To do
Please carry on the piece about Covid and other threats to our health, starting after its last sentence.

Selected excerpt
Aleksandra Czech-Seklecka, Inverness with medical equipment for Ukraine.

COVID has been replaced in the headlines, but not for the reasons we would want.

With war in Ukraine on the news and Covid rules and regulations going away, we may not be prompted to think much about Covid.

Even if we do consider the virus, there will soon be fewer opportunities to be tested for it. This may seem odd when the rate of infection remains so high and people continue to become ill, yet the current wave of the pandemic will pass eventually, and we will be able to get back to normal.

What is normal though? For centuries it was normal to face war, disrupted food supplies, cold and continual waves of infectious diseases.

We would never want that to be normal for us, but we can’t be complacent when we see what is happening in today’s Europe.

As I have written many times before, Covid has not gone, and it will take many months or even years really to see the back of the disease. Even when it has largely disappeared though, there will be other diseases and other threats to our health.

(Saved entries)
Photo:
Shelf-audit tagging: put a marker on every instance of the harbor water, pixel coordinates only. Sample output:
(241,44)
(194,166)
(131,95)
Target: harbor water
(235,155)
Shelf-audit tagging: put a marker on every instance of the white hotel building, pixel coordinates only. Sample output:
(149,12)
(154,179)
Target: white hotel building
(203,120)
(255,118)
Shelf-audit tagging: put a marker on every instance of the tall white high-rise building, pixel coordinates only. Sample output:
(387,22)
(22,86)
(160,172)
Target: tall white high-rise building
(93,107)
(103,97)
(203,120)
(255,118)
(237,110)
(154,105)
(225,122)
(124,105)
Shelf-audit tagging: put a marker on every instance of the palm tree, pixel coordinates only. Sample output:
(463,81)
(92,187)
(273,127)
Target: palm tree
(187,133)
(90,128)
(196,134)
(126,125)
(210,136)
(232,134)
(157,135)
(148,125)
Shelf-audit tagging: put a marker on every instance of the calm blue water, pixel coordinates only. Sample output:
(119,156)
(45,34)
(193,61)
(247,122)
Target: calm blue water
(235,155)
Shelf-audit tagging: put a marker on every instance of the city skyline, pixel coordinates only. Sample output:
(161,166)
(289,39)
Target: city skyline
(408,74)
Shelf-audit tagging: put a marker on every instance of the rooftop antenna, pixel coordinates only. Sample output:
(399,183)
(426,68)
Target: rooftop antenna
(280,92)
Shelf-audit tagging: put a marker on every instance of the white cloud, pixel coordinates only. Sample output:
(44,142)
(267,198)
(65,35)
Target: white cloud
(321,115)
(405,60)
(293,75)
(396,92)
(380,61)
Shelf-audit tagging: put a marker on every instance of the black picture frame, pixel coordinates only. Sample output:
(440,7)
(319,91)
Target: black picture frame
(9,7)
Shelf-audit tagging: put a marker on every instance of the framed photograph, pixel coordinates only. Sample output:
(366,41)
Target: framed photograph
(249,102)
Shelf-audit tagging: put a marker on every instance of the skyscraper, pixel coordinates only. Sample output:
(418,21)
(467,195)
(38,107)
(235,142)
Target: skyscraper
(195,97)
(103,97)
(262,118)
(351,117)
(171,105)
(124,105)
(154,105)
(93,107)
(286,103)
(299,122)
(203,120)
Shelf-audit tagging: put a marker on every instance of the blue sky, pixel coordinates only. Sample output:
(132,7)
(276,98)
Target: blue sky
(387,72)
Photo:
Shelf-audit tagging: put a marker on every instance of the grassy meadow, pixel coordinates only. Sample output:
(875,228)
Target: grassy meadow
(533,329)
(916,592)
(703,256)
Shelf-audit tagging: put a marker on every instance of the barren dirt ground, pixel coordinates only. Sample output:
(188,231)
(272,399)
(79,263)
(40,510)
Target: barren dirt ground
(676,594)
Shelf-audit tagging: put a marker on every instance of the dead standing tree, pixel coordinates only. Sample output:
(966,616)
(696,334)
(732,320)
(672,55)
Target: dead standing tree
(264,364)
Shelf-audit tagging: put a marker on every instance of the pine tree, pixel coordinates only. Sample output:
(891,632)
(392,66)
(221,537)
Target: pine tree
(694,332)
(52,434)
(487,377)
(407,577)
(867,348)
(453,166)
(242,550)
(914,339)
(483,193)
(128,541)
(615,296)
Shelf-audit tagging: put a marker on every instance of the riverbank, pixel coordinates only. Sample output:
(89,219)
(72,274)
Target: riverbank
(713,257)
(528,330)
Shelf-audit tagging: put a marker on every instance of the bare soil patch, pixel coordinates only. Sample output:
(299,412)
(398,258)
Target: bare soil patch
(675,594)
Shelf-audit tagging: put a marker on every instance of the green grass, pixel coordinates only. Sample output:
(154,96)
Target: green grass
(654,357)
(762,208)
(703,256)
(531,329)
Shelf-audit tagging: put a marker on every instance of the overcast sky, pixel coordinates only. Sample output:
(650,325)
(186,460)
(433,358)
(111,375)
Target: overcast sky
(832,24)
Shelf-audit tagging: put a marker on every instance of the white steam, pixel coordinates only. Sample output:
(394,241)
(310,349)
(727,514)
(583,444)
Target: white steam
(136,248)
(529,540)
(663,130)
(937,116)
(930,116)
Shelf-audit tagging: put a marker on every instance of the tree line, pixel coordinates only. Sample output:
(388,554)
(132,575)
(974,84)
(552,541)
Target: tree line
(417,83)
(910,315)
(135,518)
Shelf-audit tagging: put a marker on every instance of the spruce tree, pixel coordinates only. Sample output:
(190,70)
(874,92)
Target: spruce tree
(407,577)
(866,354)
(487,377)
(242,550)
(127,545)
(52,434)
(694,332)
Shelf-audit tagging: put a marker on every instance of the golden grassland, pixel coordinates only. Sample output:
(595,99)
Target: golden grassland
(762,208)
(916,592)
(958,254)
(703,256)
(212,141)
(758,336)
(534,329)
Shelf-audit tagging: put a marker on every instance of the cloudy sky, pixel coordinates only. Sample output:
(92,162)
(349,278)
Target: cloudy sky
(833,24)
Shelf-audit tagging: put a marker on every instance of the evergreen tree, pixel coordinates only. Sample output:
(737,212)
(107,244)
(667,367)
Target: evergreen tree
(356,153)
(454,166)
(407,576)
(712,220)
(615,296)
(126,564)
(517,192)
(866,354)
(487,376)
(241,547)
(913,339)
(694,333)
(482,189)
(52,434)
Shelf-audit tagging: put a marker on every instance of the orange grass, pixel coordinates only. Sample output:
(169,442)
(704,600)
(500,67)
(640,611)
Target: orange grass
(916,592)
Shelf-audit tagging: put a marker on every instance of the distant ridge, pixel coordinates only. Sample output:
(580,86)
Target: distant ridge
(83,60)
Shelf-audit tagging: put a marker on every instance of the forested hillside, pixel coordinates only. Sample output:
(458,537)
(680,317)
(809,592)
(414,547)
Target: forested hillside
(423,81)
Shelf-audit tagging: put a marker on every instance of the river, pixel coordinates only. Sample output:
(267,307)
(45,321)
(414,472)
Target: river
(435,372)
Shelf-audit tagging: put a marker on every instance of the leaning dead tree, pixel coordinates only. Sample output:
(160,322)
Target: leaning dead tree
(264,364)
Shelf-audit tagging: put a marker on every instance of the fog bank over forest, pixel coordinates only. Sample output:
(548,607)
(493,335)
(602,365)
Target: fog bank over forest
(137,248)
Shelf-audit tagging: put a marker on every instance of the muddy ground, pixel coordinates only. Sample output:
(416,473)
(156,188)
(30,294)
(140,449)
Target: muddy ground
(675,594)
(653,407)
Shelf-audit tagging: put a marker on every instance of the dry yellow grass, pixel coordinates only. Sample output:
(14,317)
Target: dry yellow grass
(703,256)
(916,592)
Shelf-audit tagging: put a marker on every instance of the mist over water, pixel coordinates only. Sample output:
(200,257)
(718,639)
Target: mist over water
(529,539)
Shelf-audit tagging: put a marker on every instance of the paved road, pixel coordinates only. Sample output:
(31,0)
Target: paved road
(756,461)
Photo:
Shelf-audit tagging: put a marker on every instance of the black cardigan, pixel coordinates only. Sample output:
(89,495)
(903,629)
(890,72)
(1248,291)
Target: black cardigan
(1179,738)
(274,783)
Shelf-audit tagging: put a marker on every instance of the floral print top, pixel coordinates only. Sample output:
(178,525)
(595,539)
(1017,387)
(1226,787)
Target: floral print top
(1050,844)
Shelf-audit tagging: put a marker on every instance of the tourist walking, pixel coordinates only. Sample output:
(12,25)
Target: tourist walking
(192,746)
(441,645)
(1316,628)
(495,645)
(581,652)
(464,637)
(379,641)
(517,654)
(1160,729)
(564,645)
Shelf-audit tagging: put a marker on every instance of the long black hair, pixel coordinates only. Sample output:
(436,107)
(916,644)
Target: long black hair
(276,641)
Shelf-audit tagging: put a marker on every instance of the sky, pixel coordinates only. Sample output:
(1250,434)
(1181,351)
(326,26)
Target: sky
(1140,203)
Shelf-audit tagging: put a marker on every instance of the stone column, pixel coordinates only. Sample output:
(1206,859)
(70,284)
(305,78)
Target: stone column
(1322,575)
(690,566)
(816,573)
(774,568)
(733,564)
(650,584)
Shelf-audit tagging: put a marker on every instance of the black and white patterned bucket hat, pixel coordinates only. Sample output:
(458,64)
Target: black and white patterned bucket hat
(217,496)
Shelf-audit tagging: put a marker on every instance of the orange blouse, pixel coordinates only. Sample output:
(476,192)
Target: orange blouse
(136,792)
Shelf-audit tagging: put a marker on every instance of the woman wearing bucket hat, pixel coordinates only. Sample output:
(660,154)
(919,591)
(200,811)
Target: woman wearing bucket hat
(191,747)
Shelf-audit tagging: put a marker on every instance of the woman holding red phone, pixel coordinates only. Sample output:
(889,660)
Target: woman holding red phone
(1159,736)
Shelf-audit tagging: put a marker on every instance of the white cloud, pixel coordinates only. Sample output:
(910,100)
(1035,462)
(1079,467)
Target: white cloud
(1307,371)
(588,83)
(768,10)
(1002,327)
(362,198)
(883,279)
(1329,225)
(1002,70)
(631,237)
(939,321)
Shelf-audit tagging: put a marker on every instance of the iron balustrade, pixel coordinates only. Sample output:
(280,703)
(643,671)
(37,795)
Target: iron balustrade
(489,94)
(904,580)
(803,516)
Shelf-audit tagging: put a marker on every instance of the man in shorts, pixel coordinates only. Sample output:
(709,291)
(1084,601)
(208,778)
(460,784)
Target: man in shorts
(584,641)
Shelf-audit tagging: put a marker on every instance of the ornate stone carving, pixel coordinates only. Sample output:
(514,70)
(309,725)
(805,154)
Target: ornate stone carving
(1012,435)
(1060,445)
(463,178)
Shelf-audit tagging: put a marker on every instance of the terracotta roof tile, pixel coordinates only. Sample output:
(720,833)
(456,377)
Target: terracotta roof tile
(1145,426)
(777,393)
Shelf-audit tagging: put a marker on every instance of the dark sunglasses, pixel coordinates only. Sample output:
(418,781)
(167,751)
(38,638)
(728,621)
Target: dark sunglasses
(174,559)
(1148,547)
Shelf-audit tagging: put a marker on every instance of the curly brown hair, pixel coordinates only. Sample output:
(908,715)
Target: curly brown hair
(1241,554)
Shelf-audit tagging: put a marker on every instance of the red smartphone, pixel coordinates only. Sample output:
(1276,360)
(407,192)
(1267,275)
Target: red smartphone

Answer to the exercise
The centuries-old human diseases such as influenza have no more gone away than has armed conflict.

Yet the good news is that we know what to do and the more we take the right action the better we will be than our forebears.

Washing hands well was a key message at the start of the pandemic and perhaps it has fallen out of use a bit since other measures are needed as well for Covid. However, hand washing is one of the most important things we can do to keep many diseases at bay.

Likewise, avoiding coughing or sneezing on people and disposing of tissues is not an exciting message – but it works to control viruses and is good manners anyway. If we are ill, we may not want to stay at home, but it is the right thing to do to keep us well and to keep others well too. These things are not high tech – but they work.

Another thing that works and started as old tech is vaccination. Vaccination has been around for hundreds of years but with developing knowledge and skill it has been able to control or even help eradicate diseases that were once devastating.

We can continue to take advantage of vaccination to protect us effectively against Covid, flu and other diseases.

What has been normal in the past does not need to be normal in the future. That should be true for war and famine globally and is certainly true for infections when we know what works and what to do.

Dr Tim Allison is NHS Highland’s director of public health and policy.